REQUIREMENT: Apart from the images, the entire listing below must be restated word for word.

SOURCE MATERIAL:
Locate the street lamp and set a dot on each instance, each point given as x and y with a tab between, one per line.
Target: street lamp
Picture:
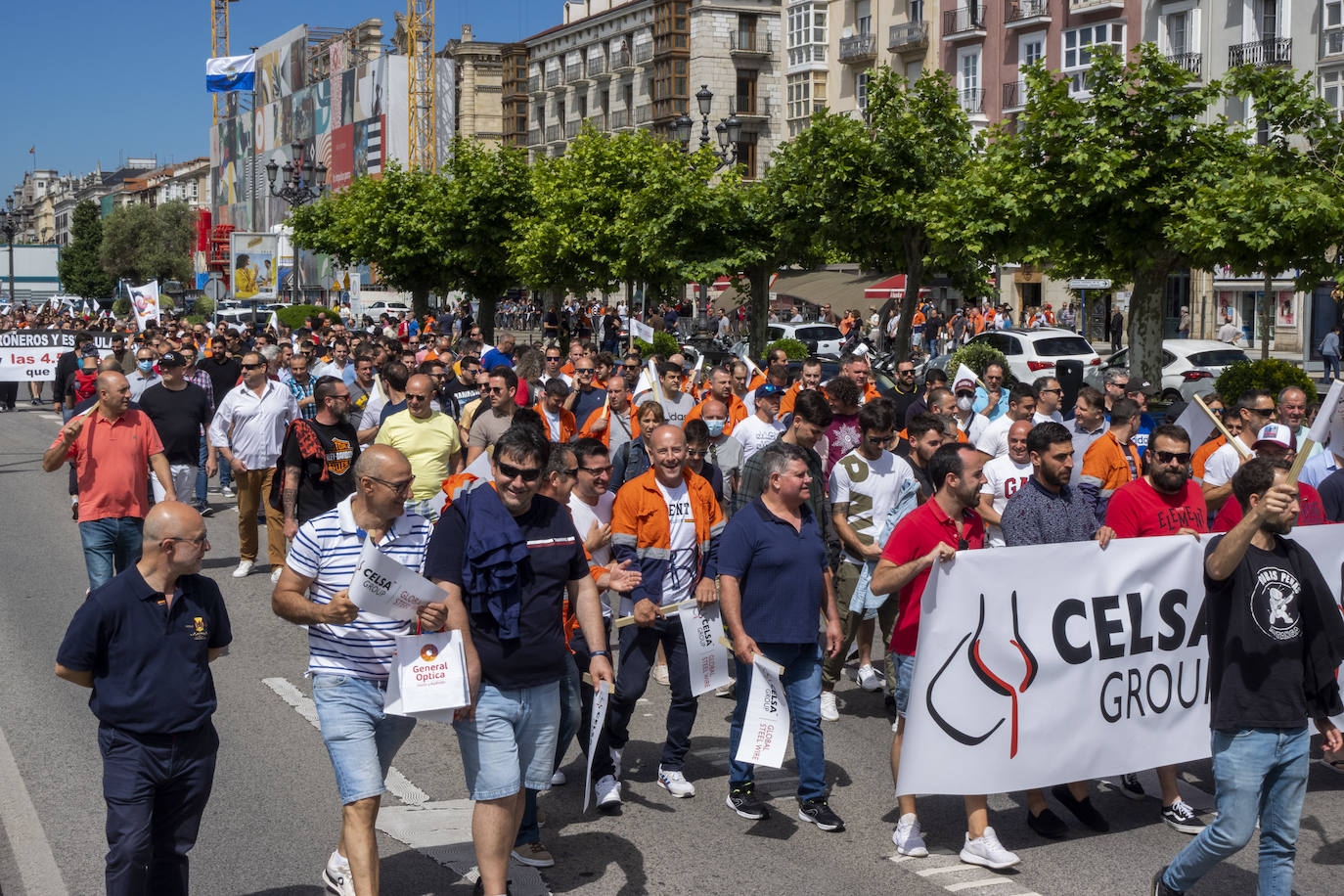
11	222
302	183
729	130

EXPECTED OUTPUT:
Locate the street lamp and set a dot on each instance, each point given as x and y with a tab between, one per line.
Target: street lamp
Picture:
11	222
302	183
729	130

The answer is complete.